**SOURCE DATA**

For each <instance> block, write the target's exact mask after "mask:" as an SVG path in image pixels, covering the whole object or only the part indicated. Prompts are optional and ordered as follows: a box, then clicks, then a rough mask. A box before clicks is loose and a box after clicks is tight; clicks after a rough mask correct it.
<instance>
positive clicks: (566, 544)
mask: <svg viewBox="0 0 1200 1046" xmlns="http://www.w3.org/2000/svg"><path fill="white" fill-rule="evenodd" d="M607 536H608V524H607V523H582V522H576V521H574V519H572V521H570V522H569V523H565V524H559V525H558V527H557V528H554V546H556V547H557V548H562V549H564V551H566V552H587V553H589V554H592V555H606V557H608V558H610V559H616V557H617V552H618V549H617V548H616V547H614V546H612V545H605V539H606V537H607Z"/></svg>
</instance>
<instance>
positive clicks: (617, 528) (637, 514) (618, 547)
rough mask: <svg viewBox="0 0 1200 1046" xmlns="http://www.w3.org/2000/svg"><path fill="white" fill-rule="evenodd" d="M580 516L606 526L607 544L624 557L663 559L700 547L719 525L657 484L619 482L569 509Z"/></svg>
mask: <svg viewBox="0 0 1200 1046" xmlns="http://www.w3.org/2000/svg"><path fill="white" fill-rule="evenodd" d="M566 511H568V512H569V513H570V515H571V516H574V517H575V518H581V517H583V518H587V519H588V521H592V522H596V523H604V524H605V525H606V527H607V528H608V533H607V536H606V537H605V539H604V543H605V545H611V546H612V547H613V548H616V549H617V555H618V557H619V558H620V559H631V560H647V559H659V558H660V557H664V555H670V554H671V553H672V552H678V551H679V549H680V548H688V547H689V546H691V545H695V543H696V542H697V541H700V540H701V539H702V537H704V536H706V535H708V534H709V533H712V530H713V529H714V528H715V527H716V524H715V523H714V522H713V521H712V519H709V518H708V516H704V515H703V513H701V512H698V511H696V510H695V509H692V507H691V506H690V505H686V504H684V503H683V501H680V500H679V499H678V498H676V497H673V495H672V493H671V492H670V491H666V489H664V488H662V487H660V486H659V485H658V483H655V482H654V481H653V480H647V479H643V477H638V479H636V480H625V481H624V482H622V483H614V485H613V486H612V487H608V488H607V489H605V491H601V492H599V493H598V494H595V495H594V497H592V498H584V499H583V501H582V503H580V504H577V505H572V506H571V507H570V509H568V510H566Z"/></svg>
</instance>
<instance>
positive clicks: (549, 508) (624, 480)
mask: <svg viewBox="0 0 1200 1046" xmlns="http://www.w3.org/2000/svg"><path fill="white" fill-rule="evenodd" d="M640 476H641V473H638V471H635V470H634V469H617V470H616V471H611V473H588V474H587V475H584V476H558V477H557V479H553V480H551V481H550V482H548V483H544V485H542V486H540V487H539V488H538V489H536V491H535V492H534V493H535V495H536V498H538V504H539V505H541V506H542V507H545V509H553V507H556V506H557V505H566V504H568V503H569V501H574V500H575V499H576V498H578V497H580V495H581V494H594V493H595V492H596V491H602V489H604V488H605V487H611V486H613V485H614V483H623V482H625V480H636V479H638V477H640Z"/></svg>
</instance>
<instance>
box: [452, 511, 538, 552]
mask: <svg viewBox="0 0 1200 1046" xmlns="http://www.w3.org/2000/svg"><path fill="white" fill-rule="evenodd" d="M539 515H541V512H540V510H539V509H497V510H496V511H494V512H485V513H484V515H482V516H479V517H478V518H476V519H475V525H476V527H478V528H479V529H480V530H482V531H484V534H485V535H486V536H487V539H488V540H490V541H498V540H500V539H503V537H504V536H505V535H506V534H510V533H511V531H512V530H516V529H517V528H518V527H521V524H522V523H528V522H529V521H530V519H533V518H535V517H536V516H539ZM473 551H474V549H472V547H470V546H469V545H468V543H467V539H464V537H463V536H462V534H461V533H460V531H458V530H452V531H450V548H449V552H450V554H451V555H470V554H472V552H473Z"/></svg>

**TASK TO COMPLETE**
Return, unchanged, each line from the line containing "positive clicks: (549, 508) (624, 480)" through the last line of the material.

**ANSWER TO THIS EXERCISE**
positive clicks: (549, 508) (624, 480)
mask: <svg viewBox="0 0 1200 1046" xmlns="http://www.w3.org/2000/svg"><path fill="white" fill-rule="evenodd" d="M640 476H641V473H638V471H635V470H634V469H617V470H616V471H611V473H588V474H587V475H584V476H558V477H557V479H553V480H551V481H550V482H548V483H544V485H542V486H540V487H539V488H538V489H536V491H535V492H534V493H535V495H536V498H538V504H539V505H541V506H542V507H545V509H553V507H556V506H557V505H566V504H568V503H569V501H574V500H575V499H576V498H578V497H580V495H581V494H594V493H595V492H596V491H602V489H604V488H605V487H611V486H613V485H614V483H623V482H625V480H636V479H638V477H640Z"/></svg>
</instance>
<instance>
box: [452, 511, 538, 552]
mask: <svg viewBox="0 0 1200 1046" xmlns="http://www.w3.org/2000/svg"><path fill="white" fill-rule="evenodd" d="M539 515H541V512H540V510H539V509H497V510H496V511H494V512H485V513H484V515H482V516H479V517H478V518H476V519H475V525H476V527H478V528H479V529H480V530H482V531H484V534H485V535H486V536H487V539H488V540H490V541H498V540H500V539H503V537H504V536H505V535H506V534H510V533H511V531H512V530H516V529H517V528H518V527H521V524H522V523H528V522H529V521H530V519H533V518H535V517H536V516H539ZM473 551H474V549H472V547H470V546H469V545H468V543H467V539H464V537H463V536H462V534H461V533H460V531H458V530H452V531H450V548H449V552H450V554H451V555H470V554H472V552H473Z"/></svg>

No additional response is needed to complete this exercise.